* Extrait
M. Maurice Robert, qui est entré chez Elf, s’occupe de la sécurité du Président Bongo. La société pétrolière abrite alors un service de renseignement autonome. L’arrivée de M. Albin Chalandon va quelque peu calmer les initiatives du septième étage de la rue Nélaton.... Le point culminant des ambiguïtés : M. Maurice Robert devient ambassadeur de France en novembre 1979 malgré l’opposition initiale du Président Giscard d’Estaing. Le "Clan des Gabonais" joue contre le Président Giscard d’Estaing. A l’arrivée des socialistes au pouvoir, M. Pierre Marion est étonné de constater qu’existe à Elf un véritable Service de Renseignement qui infiltre ses propres services. Il estime qu’il n’y a pas de place en France pour deux services secrets. La querelle remonte jusqu’à l’Elysée. Un compromis est trouvé...
Les habitudes mises en place par Pierre Guillaumat, au nom de la raison d’Etat, n’ont pas disparu rapidement. Elles ont été moins caricaturales. Lors des premières élections présidentielles ouvertes en 1993, ce n’est pas Elf qui a joué un rôle moteur dans le trucage des élections. Le Président Bongo s’est maintenu au pouvoir grâce à un "coup d’Etat électoral", opéré avec la bienveillante neutralité du gouvernement français. Elf n’est pas davantage intervenu pour les récentes élections, également entachées de très nombreuses irrégularités...
La situation est moins claire au Congo. M. Pierre Péan a cité le propos d’un responsable d’Elf à un journaliste de M6, pour l’émission Capital, diffusée fin novembre 1998 : "Nous sommes des gens réalistes, qui gagnons de l’argent. Que nous le gagnions avec M. Lissouba ou avec M. Sassou N’Guesso, cela nous est égal. L’essentiel est que nous puissions nous maintenir et gagner notre vie". Et quand, en 1993, le Président Lissouba a voulu traiter avec une compagnie américaine, Elf, Matignon et l’Elysée (en période de cohabitation) ont travaillé en parfaite harmonie pour s’y opposer.

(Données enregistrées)
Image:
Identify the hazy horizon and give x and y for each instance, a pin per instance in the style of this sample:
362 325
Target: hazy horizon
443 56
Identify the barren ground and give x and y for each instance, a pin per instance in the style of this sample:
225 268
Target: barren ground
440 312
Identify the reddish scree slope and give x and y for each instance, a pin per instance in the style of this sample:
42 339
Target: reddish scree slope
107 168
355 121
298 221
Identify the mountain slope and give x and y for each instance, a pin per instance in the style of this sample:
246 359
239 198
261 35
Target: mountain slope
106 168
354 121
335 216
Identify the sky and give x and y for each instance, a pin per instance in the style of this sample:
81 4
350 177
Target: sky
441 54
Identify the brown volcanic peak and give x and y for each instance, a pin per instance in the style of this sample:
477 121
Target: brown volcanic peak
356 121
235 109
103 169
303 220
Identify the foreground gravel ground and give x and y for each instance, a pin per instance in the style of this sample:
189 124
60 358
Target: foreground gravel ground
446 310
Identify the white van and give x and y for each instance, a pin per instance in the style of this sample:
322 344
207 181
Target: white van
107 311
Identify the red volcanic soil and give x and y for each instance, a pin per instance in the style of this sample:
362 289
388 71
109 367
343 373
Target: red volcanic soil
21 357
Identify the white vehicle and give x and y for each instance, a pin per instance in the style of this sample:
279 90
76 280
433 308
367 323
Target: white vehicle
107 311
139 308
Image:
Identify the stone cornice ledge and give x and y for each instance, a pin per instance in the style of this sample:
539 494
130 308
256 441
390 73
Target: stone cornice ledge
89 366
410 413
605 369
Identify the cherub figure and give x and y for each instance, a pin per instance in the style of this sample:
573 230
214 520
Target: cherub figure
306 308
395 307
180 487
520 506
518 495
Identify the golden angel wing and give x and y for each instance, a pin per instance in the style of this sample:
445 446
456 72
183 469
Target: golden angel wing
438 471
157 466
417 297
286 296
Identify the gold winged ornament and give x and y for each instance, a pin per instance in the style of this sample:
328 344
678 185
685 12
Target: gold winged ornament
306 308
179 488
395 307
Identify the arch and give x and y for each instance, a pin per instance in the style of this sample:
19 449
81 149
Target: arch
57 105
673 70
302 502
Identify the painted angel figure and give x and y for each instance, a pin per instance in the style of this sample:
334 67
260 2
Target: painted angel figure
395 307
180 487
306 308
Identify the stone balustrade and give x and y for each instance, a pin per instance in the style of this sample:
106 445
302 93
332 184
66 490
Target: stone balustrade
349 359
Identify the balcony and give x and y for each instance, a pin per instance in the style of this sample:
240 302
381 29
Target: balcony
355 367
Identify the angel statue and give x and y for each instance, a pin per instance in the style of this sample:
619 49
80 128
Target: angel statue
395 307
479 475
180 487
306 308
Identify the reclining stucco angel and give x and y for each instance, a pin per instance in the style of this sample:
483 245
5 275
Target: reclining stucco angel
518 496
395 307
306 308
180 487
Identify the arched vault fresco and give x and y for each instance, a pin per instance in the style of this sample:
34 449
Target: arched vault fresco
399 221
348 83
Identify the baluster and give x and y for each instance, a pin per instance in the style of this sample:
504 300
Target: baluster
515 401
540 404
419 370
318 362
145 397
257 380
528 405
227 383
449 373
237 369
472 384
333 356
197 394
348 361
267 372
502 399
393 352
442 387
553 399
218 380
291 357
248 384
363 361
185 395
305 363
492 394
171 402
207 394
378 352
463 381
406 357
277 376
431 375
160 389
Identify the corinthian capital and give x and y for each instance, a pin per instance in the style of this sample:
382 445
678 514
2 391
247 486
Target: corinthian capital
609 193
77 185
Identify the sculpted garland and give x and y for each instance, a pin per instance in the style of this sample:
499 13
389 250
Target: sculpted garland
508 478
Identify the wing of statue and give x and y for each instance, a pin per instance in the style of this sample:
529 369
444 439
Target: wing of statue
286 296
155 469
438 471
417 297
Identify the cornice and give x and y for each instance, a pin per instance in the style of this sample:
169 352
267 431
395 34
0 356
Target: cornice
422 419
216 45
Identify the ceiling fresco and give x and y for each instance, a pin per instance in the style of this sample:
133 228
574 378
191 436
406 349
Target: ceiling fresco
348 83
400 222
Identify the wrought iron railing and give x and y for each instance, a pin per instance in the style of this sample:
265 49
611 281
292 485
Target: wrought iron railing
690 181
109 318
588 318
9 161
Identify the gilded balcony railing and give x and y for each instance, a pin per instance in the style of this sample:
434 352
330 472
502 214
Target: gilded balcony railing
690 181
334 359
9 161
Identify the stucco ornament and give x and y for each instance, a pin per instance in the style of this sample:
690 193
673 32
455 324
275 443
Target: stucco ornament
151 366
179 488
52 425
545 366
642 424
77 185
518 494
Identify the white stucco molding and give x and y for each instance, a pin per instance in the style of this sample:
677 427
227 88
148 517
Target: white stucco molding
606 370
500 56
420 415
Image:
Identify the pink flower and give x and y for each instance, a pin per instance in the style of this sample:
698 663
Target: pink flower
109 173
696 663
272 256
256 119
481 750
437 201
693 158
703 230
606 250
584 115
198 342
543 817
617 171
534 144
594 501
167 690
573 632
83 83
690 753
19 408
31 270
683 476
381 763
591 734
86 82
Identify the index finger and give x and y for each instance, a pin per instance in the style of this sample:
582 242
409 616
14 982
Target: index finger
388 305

* Tâches
1/ D'après l'extrait, à quelle date M. Maurice Robert devient-il ambassadeur de France ?
2/ Citez les lignes des enregistrements depuis celle qui contient « Identify the white stucco » jusqu'à la fin des enregistrements, ces deux bornes comprises.
L'extrait et les enregistrements n'ont aucun lien entre eux.

* Liste des solutions
1/ En novembre 1979.

2/
Identify the white stucco molding and give x and y for each instance, a pin per instance in the style of this sample:
677 427
227 88
148 517
Target: white stucco molding
606 370
500 56
420 415
Image:
Identify the pink flower and give x and y for each instance, a pin per instance in the style of this sample:
698 663
Target: pink flower
109 173
696 663
272 256
256 119
481 750
437 201
693 158
703 230
606 250
584 115
198 342
543 817
617 171
534 144
594 501
167 690
573 632
83 83
690 753
19 408
31 270
683 476
381 763
591 734
86 82
Identify the index finger and give x and y for each instance, a pin per instance in the style of this sample:
582 242
409 616
14 982
Target: index finger
388 305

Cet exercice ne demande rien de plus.